Such is life on a research boat searching for the elusive, fierce shark.
“It is all about patience” said Greg Skomal, a shark expert with the state Division of Marine Fisheries, sitting on a couch on the boat’s wooden deck.
“I don’t look down the road and hope for 20 sharks. I look down the road and I say, one at a time.”
The population of great whites off Cape Cod has exploded in the past 10 years as seals, a favorite meal, have grown in number. But not much is known about the formidable predators.
That is where Chris Fischer, the founder of the innovative if not eccentric ocean research nonprofit OCEARCH, comes in.
Fischer and his crew of expert fishermen, once the subject of reality TV shows, corral sharks all over the globe.
On this expedition, they bring sharks on board using a custom 75,000-pound cradle and give researchers from a dozen different universities and laboratories an unprecedented 15 minutes of access to the creatures.
They apply advanced tags that track where the sharks travel, allowing them to gather data on their behavior and environment.
It is all part of an effort to piece together the puzzle of the great white sharks.
But first you have to catch one.
The same crew was out in these waters last year and caught two sharks. With two weeks to go in this year’s search, they want to increase their sample size.
Leaning against the railing on the upper deck of a 126-foot Alaskan crab boat turned research vessel, Fischer, the expedition’s leader, was clearly exhausted, after a fruitless morning of fishing. Fischer took a break to call into a summer camp in Park City, Utah, via Skype and offer the latest on the expedition.
In South Africa, it is common for divers to drop into cages and let sharks swim up to them. Not here.
“These sharks here are totally wild, totally untouched,” Fischer said. “They are picky, they are nervous, they are genetically wary, and that has forced us to evolve and grow.”
“And that is great,” he said with a shout.
Fischer and his crew relish a challenge. This is their 17th expedition, and joining them is an eclectic group of researchers from the University of Massachusetts Dartmouth, the Woods Hole Oceanographic Institution, and the Mote Marine Laboratory in Florida.
OCEARCH provides a rare opportunity to get close to a live great white shark, said Robert E. Hueter, an associate vice president at Mote Marine.
“I’ve been doing this for 4o years, and I never laid my hand on a living great white” until working with the research team, he said.
Fischer’s unofficial slogan for OCEARCH, which he shouts all over the boat, is “inclusion!”
Then, as if on cue, Fischer excused himself to go include some more people.
“The Kennedys are coming,” he said on his way to the wooden deck of the ship.
Edward M. Kennedy Jr. and some of his family and friends were quickly approaching on a military-style work boat to attend a daily science briefing.
Kennedy was a summer intern at Woods Hole while studying for his master’s in forestry and environmental studies at Yale University and has remained an environmental advocate.
“My father would take us sailing and fishing, and we really learned at a young age that we need to protect these natural resources,” he said in an interview after the briefing, sitting atop a cooler full of rotting tuna used to bait sharks. “There is so much we don’t know about the ocean.”
The group toured the ship for a few hours, talking to researchers while fishermen in a separate, smaller boat continued the search for great whites.
It was just another day with OCEARCH.
Maria Shriver, Kennedy’s cousin, paid a visit the week before, while the soap opera star Joshua Morrow came aboard when the crew came to Cape Cod last year.
Celebrities can bring interest to shark research — Shriver tweeted about the expedition to her 2.2 million followers — but they are not the only ones who visit.
Community members and high school students are invited to come aboard, too.
But on this day, there would be no shark.
Back on the pier in Chatham, Fischer looked at Skomal.
Soon, he pledged, there would be a shark.
“Damn straight,” Skomal replied.
Fischer was right. The crew caught their second shark of the trip Tuesday. They named the 14-foot-2-inch, 2,300 pound immature female Katherine.
She swam off the boat’s cradle strong, another piece of the puzzle firmly in place.

### Activity list
**1)** Render this sentence from the great white shark article in Spanish: "It is all part of an effort to piece together the puzzle of the great white sharks."
**2)** Based on the great white shark article, decide whether each statement agrees with it. Answer yes or no, and quote the words that settle each one.
(a) The same crew caught two sharks in these waters the previous year.
(b) Off Cape Cod, divers commonly drop into cages and let sharks swim up to them.
(c) The shark named Katherine was an immature female.
**3)** From the great white shark article, write out the stretch from "Community members and" through "looked at Skomal." word for word.

[Point-per-instance localization data]
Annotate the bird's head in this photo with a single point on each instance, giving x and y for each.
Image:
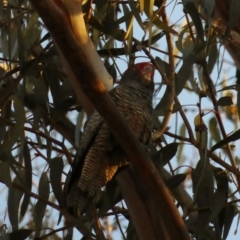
(140, 73)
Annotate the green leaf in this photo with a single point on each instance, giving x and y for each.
(230, 214)
(213, 127)
(114, 52)
(164, 155)
(192, 10)
(56, 169)
(225, 101)
(14, 197)
(233, 137)
(27, 178)
(135, 11)
(40, 207)
(202, 179)
(5, 173)
(19, 114)
(221, 194)
(176, 180)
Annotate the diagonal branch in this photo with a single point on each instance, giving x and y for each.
(95, 91)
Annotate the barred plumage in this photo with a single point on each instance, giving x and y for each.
(99, 155)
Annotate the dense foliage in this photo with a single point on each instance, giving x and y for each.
(42, 118)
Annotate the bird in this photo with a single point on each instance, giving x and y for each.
(100, 155)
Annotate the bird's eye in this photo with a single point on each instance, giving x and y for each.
(147, 72)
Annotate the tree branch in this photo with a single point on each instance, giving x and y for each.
(95, 91)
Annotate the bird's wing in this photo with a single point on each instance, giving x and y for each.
(92, 127)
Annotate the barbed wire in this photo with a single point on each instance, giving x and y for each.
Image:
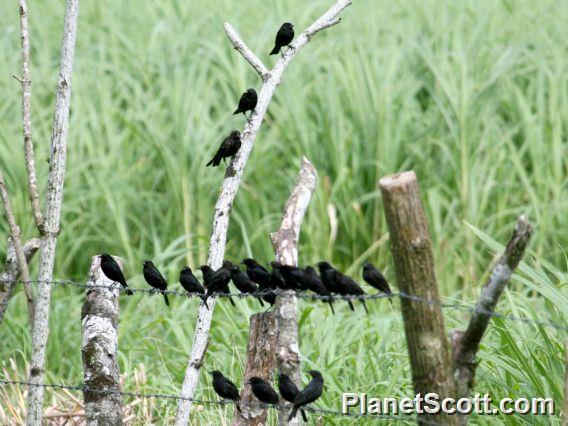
(308, 296)
(324, 411)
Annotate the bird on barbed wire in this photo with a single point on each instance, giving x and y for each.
(376, 279)
(189, 282)
(336, 282)
(247, 102)
(216, 282)
(229, 147)
(289, 391)
(309, 394)
(225, 388)
(263, 391)
(155, 279)
(113, 272)
(312, 281)
(260, 275)
(243, 283)
(284, 37)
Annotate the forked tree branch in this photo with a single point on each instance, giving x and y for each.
(224, 203)
(15, 236)
(285, 243)
(27, 117)
(11, 271)
(51, 224)
(465, 344)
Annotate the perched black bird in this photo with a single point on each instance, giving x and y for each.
(311, 281)
(229, 147)
(247, 102)
(340, 283)
(225, 388)
(189, 282)
(309, 394)
(113, 272)
(242, 282)
(284, 37)
(263, 391)
(289, 391)
(258, 274)
(155, 279)
(216, 282)
(376, 279)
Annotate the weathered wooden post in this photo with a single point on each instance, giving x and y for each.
(428, 346)
(99, 317)
(260, 363)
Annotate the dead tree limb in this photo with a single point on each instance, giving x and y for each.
(52, 215)
(11, 271)
(27, 116)
(99, 317)
(229, 189)
(428, 346)
(465, 344)
(285, 243)
(15, 237)
(260, 363)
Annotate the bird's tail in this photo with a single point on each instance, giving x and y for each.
(293, 413)
(365, 306)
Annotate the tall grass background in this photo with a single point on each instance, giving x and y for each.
(472, 95)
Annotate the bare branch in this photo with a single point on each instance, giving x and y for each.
(27, 116)
(466, 344)
(224, 204)
(244, 50)
(52, 213)
(17, 244)
(12, 271)
(285, 243)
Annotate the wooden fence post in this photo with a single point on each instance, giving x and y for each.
(99, 317)
(428, 346)
(260, 363)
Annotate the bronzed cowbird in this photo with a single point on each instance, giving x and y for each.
(247, 102)
(376, 279)
(284, 37)
(309, 394)
(155, 279)
(263, 391)
(225, 388)
(229, 147)
(113, 272)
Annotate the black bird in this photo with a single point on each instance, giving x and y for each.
(155, 279)
(113, 272)
(216, 282)
(309, 394)
(376, 279)
(340, 283)
(289, 391)
(311, 281)
(263, 391)
(248, 102)
(258, 274)
(189, 282)
(284, 37)
(229, 147)
(225, 388)
(242, 282)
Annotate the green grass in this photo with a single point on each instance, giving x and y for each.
(473, 96)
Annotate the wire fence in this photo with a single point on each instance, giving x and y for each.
(314, 297)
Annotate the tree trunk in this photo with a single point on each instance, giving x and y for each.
(260, 363)
(428, 346)
(99, 318)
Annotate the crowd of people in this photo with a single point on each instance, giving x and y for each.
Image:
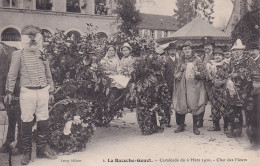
(229, 80)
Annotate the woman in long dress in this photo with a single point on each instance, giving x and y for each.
(218, 72)
(189, 91)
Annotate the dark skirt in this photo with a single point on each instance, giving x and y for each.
(219, 102)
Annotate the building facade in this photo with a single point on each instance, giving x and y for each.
(72, 16)
(157, 26)
(241, 7)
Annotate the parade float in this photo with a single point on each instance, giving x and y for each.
(83, 96)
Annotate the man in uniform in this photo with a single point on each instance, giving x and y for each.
(36, 88)
(208, 44)
(170, 65)
(254, 117)
(13, 110)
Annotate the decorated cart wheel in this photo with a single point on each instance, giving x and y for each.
(71, 125)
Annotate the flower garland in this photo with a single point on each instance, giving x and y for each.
(150, 93)
(79, 133)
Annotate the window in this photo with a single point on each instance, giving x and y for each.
(10, 3)
(100, 7)
(43, 4)
(10, 34)
(73, 6)
(74, 34)
(101, 35)
(46, 34)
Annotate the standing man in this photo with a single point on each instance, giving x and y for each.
(36, 88)
(254, 116)
(13, 111)
(170, 65)
(189, 91)
(240, 99)
(208, 45)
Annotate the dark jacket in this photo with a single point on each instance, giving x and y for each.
(5, 61)
(169, 73)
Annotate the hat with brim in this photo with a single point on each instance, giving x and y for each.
(238, 45)
(252, 46)
(186, 44)
(218, 51)
(30, 30)
(127, 46)
(171, 46)
(206, 40)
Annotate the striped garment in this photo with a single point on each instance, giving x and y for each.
(34, 67)
(33, 71)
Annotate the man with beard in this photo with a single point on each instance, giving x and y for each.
(36, 88)
(189, 94)
(170, 65)
(254, 116)
(13, 110)
(208, 44)
(239, 97)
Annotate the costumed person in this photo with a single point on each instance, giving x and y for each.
(13, 110)
(170, 65)
(189, 94)
(227, 56)
(36, 91)
(127, 60)
(254, 116)
(239, 87)
(208, 46)
(110, 62)
(218, 72)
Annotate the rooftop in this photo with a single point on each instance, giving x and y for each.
(158, 22)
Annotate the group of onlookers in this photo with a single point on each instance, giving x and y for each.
(228, 80)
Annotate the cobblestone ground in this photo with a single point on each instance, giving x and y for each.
(123, 141)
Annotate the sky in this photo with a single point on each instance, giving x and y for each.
(222, 9)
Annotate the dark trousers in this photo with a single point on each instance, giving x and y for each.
(14, 117)
(254, 120)
(180, 118)
(236, 119)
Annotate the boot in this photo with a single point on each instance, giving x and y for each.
(195, 125)
(215, 126)
(226, 124)
(200, 123)
(5, 147)
(200, 119)
(26, 142)
(42, 150)
(180, 128)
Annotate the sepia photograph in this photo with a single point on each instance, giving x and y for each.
(129, 82)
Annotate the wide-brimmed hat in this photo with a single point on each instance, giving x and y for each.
(187, 44)
(238, 45)
(171, 46)
(30, 30)
(252, 45)
(206, 40)
(218, 51)
(126, 45)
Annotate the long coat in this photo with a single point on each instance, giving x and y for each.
(189, 94)
(170, 66)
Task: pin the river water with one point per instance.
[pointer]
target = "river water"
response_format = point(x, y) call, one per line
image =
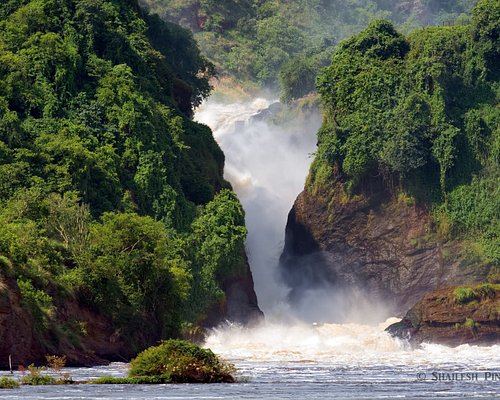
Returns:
point(285, 357)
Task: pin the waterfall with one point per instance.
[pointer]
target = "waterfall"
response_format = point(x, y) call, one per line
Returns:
point(267, 165)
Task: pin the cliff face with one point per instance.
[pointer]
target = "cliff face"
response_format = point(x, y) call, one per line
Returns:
point(453, 316)
point(373, 242)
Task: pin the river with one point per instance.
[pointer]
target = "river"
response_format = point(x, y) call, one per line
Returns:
point(285, 357)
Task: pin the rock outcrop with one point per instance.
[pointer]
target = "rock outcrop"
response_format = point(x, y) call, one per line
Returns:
point(374, 241)
point(453, 316)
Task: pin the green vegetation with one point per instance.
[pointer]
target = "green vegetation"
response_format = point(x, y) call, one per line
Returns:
point(35, 377)
point(419, 114)
point(111, 197)
point(142, 380)
point(465, 295)
point(285, 43)
point(181, 362)
point(471, 324)
point(8, 383)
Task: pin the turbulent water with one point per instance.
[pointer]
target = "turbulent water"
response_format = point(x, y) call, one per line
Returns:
point(284, 357)
point(267, 165)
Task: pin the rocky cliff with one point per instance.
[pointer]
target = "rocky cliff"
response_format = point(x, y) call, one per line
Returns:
point(376, 242)
point(453, 316)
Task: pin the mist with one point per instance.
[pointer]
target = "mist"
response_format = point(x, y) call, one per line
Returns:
point(267, 165)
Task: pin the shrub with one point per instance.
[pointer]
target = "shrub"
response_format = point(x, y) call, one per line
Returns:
point(35, 377)
point(141, 380)
point(181, 362)
point(465, 295)
point(8, 383)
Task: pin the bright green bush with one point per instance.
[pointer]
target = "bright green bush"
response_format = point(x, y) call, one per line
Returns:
point(142, 380)
point(465, 295)
point(181, 362)
point(8, 383)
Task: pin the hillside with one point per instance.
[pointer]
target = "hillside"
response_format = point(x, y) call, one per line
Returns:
point(271, 44)
point(117, 228)
point(403, 194)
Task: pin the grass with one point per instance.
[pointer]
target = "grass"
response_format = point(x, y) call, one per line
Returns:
point(138, 380)
point(8, 383)
point(465, 295)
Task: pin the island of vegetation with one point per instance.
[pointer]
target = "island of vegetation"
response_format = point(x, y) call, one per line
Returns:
point(117, 228)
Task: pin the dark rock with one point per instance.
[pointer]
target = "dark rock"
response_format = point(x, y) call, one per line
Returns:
point(371, 241)
point(439, 318)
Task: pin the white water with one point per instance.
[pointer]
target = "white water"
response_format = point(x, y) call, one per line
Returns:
point(267, 166)
point(285, 358)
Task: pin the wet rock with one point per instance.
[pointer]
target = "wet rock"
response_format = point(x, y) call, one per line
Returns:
point(441, 318)
point(372, 241)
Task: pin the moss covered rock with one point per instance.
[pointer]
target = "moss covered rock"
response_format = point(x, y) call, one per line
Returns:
point(179, 361)
point(454, 316)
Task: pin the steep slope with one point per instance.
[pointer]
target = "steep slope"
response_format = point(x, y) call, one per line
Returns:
point(117, 228)
point(403, 194)
point(263, 43)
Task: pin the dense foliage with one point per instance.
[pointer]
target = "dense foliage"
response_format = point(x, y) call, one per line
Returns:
point(179, 361)
point(255, 40)
point(110, 195)
point(421, 114)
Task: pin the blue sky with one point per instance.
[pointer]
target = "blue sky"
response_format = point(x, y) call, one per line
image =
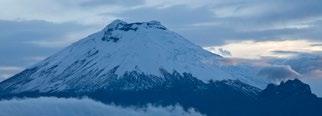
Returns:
point(256, 30)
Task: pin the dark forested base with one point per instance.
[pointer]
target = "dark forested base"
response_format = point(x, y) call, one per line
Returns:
point(218, 98)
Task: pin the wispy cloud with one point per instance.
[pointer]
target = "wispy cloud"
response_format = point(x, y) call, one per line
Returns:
point(259, 49)
point(83, 107)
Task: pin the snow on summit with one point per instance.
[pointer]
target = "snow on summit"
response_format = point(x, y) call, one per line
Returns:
point(119, 48)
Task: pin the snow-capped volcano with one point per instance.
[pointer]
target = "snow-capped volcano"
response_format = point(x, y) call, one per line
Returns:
point(146, 48)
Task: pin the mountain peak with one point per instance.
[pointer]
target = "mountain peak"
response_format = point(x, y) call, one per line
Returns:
point(124, 26)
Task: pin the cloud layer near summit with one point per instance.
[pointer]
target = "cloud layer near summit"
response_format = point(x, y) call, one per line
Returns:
point(31, 31)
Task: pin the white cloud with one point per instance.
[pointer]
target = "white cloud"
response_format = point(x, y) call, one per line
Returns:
point(256, 50)
point(45, 106)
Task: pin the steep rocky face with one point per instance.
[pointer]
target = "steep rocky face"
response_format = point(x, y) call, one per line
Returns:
point(115, 52)
point(135, 64)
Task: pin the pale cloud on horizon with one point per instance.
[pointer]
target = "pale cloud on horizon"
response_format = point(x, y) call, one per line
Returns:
point(52, 106)
point(256, 50)
point(251, 29)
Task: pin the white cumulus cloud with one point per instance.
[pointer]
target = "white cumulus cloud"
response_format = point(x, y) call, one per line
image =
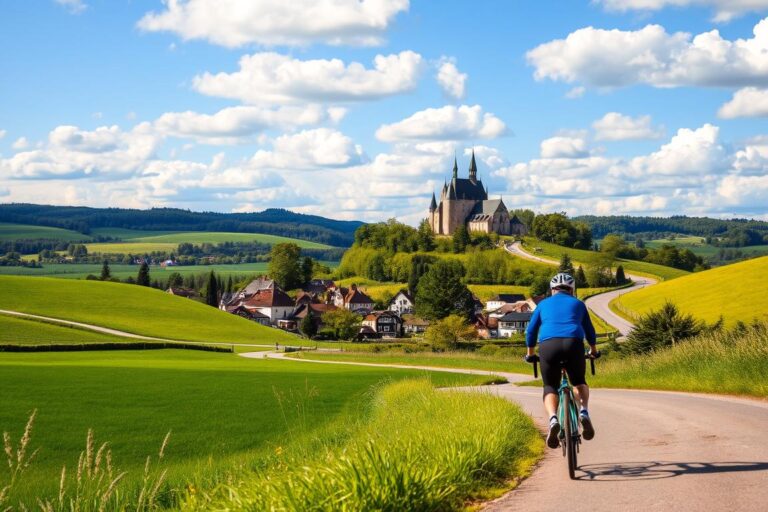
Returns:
point(274, 78)
point(616, 58)
point(445, 123)
point(234, 23)
point(451, 80)
point(724, 9)
point(616, 126)
point(746, 102)
point(235, 124)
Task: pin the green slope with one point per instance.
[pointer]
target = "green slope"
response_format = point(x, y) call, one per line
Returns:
point(28, 232)
point(132, 308)
point(735, 291)
point(583, 257)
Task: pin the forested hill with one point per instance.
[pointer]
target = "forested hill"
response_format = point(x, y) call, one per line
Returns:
point(272, 221)
point(698, 226)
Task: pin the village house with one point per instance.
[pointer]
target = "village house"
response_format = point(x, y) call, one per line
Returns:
point(502, 299)
point(386, 324)
point(352, 299)
point(263, 296)
point(402, 303)
point(517, 307)
point(412, 324)
point(513, 323)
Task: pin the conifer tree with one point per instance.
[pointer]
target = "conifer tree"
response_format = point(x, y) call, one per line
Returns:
point(106, 273)
point(142, 279)
point(212, 290)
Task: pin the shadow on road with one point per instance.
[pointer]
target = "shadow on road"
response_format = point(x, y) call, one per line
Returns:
point(658, 469)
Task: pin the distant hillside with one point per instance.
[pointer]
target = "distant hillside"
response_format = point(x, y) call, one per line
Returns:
point(271, 222)
point(699, 226)
point(734, 291)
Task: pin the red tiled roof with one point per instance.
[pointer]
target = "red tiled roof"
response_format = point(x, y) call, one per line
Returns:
point(269, 298)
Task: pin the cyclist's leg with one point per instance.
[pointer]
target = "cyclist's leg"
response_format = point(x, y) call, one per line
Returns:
point(550, 354)
point(576, 366)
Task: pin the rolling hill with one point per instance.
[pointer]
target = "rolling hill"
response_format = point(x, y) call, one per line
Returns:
point(132, 308)
point(737, 292)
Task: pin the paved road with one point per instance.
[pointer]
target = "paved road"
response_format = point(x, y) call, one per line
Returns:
point(654, 451)
point(597, 303)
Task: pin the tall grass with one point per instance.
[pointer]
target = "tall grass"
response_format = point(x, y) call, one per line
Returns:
point(733, 362)
point(415, 449)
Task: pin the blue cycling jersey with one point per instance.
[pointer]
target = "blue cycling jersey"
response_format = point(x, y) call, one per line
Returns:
point(560, 316)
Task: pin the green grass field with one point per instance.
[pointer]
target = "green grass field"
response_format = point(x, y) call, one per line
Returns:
point(18, 331)
point(131, 247)
point(223, 411)
point(699, 247)
point(581, 257)
point(25, 231)
point(134, 309)
point(732, 291)
point(81, 270)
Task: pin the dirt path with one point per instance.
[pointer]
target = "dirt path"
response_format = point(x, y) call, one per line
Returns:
point(597, 303)
point(654, 451)
point(114, 332)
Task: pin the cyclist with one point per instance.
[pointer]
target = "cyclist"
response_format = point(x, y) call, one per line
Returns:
point(560, 323)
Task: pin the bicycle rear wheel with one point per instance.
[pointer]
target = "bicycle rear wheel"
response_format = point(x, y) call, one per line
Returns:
point(571, 434)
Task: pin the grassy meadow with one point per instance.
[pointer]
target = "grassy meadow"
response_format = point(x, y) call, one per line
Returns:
point(18, 331)
point(412, 448)
point(225, 413)
point(134, 309)
point(732, 291)
point(582, 257)
point(10, 231)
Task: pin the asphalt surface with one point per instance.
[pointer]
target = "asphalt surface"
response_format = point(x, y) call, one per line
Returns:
point(653, 451)
point(597, 303)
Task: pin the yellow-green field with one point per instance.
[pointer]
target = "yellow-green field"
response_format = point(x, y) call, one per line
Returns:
point(131, 248)
point(10, 231)
point(735, 291)
point(582, 257)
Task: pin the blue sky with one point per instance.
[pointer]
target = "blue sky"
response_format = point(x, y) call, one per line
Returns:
point(354, 109)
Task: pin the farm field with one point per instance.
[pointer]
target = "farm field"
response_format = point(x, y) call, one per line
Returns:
point(82, 270)
point(582, 257)
point(18, 331)
point(134, 309)
point(729, 291)
point(223, 411)
point(10, 231)
point(699, 246)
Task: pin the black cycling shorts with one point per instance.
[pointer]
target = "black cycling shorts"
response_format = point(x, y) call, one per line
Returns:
point(558, 353)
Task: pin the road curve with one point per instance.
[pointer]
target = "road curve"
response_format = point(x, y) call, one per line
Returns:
point(597, 303)
point(654, 451)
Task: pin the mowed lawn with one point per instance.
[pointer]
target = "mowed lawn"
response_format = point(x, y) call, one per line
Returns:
point(582, 257)
point(10, 231)
point(18, 331)
point(733, 291)
point(221, 409)
point(132, 308)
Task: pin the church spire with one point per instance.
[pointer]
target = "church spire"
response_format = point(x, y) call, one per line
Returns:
point(473, 167)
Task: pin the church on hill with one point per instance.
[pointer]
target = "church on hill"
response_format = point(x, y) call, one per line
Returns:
point(464, 201)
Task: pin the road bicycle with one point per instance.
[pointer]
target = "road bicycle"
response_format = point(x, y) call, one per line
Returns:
point(568, 415)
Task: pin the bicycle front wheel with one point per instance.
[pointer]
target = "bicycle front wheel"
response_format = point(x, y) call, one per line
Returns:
point(571, 435)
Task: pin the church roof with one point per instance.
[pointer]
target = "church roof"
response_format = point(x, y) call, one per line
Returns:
point(462, 188)
point(488, 207)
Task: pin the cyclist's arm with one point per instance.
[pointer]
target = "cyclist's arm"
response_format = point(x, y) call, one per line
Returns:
point(532, 332)
point(589, 329)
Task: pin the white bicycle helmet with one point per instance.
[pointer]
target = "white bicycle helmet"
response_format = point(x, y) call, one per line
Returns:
point(562, 280)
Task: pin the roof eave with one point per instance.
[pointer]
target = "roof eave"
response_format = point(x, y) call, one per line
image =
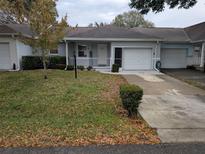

### Responses for each task
**1)** Todo forma parte de un esfuerzo por armar el rompecabezas de los grandes tiburones blancos.

**2)**
(a) Yes: "The same crew was out in these waters last year and caught two sharks."
(b) No: "In South Africa, it is common for divers to drop into cages and let sharks swim up to them. Not here."
(c) Yes: "They named the 14-foot-2-inch, 2,300 pound immature female Katherine."

**3)**
Community members and high school students are invited to come aboard, too.
But on this day, there would be no shark.
Back on the pier in Chatham, Fischer looked at Skomal.